How many lines of the data include the string "woman"? State that number alone.

╭─ Record excerpts

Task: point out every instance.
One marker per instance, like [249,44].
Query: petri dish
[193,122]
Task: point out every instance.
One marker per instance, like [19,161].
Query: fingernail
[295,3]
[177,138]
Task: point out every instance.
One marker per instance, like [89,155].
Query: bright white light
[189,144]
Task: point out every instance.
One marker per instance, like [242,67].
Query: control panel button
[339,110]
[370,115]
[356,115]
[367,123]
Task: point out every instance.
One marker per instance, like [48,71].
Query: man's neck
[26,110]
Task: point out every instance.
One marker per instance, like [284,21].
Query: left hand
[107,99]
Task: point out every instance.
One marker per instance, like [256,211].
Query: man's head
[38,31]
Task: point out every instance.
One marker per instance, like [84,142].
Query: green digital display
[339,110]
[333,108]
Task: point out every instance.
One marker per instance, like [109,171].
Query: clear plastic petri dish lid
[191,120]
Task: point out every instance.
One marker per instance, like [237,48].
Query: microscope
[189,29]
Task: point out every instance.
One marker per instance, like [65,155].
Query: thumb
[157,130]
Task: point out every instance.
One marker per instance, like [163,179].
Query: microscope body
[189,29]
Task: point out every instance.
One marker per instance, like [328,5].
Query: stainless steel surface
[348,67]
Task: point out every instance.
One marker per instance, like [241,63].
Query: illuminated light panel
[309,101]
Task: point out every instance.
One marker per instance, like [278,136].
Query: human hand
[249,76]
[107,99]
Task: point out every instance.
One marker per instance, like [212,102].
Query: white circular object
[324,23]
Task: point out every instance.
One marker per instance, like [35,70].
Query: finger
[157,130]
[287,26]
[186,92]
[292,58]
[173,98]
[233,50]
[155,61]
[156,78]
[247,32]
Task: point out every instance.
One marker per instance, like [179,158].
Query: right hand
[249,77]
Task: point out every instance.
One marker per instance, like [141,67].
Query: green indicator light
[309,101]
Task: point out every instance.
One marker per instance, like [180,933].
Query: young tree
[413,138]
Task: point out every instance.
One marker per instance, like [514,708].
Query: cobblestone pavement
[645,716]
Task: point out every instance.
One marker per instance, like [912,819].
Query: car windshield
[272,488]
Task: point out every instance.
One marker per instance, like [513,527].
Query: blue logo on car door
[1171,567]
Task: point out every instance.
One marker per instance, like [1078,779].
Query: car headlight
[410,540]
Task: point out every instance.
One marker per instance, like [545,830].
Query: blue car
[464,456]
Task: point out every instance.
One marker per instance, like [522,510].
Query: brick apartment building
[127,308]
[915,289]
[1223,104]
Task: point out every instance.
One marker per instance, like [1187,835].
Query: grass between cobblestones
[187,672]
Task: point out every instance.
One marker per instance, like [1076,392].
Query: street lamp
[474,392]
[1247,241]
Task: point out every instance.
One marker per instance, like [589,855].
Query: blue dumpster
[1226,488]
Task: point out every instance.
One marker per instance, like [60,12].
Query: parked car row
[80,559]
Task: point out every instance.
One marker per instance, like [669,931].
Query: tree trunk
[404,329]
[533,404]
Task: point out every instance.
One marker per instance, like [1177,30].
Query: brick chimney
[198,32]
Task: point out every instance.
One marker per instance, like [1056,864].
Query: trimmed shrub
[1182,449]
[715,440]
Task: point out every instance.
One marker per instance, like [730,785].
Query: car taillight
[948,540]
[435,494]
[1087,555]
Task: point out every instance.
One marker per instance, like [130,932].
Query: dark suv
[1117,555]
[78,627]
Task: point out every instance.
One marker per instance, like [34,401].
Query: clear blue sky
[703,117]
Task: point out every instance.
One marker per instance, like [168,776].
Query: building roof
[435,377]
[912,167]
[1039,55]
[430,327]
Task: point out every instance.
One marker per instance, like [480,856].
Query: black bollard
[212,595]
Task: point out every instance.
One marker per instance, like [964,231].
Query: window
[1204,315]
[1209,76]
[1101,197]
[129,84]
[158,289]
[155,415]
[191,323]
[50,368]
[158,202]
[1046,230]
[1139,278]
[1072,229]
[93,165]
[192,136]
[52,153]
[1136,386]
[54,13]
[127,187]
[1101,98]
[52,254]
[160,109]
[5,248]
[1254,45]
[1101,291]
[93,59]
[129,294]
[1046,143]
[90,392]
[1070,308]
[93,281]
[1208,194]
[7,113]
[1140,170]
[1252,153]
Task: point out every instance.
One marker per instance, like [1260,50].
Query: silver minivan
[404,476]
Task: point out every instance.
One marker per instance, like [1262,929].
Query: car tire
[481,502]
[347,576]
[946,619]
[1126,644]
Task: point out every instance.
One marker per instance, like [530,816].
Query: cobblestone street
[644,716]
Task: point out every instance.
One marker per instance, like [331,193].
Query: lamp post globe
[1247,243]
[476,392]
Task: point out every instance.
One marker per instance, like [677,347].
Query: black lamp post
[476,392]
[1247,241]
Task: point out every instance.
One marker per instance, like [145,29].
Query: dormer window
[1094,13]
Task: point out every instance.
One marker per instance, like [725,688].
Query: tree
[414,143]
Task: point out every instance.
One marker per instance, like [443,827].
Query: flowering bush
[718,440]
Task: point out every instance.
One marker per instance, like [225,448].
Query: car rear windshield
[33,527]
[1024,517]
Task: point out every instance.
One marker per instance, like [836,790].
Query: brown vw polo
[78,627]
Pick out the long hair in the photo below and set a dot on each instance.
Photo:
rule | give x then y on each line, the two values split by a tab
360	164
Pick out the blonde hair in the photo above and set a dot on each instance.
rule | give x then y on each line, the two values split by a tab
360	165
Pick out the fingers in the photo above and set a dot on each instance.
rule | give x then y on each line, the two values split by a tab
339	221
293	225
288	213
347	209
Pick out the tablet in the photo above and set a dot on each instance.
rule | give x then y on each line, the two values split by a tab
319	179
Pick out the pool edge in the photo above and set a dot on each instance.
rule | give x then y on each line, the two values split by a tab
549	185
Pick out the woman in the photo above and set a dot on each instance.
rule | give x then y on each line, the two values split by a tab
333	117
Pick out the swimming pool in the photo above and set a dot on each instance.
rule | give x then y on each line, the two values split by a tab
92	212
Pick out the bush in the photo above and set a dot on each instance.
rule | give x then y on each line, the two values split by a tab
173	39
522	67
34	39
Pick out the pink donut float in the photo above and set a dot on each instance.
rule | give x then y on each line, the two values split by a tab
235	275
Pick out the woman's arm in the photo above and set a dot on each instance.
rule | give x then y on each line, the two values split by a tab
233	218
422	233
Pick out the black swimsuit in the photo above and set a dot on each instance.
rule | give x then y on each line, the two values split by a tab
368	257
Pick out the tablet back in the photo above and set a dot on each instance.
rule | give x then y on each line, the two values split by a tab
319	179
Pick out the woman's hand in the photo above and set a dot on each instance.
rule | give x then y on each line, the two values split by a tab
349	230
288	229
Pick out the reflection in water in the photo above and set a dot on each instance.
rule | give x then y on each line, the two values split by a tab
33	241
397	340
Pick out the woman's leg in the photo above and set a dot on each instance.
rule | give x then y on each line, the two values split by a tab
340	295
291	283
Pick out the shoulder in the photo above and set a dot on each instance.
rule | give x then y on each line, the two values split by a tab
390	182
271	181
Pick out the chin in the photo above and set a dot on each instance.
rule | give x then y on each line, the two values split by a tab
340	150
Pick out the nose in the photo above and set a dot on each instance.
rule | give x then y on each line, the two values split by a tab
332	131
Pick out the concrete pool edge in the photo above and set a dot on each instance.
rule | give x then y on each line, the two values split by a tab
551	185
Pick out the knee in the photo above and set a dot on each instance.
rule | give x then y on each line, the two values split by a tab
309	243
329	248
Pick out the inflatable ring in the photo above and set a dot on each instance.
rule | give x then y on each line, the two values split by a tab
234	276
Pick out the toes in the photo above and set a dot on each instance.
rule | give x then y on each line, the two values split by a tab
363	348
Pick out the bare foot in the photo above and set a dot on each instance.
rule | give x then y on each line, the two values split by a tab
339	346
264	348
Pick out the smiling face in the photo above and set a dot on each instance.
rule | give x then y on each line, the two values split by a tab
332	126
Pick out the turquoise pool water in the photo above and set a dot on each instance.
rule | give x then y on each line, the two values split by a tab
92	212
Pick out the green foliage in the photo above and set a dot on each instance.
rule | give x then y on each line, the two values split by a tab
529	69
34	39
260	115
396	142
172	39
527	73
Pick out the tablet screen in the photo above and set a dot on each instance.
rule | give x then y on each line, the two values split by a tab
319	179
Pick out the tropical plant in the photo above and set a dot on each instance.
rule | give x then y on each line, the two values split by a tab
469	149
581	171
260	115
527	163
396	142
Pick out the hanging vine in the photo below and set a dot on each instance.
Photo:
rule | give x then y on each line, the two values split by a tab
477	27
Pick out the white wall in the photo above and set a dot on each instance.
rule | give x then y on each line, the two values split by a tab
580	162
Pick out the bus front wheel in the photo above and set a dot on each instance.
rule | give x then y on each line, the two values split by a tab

╰─

*Task solution*
4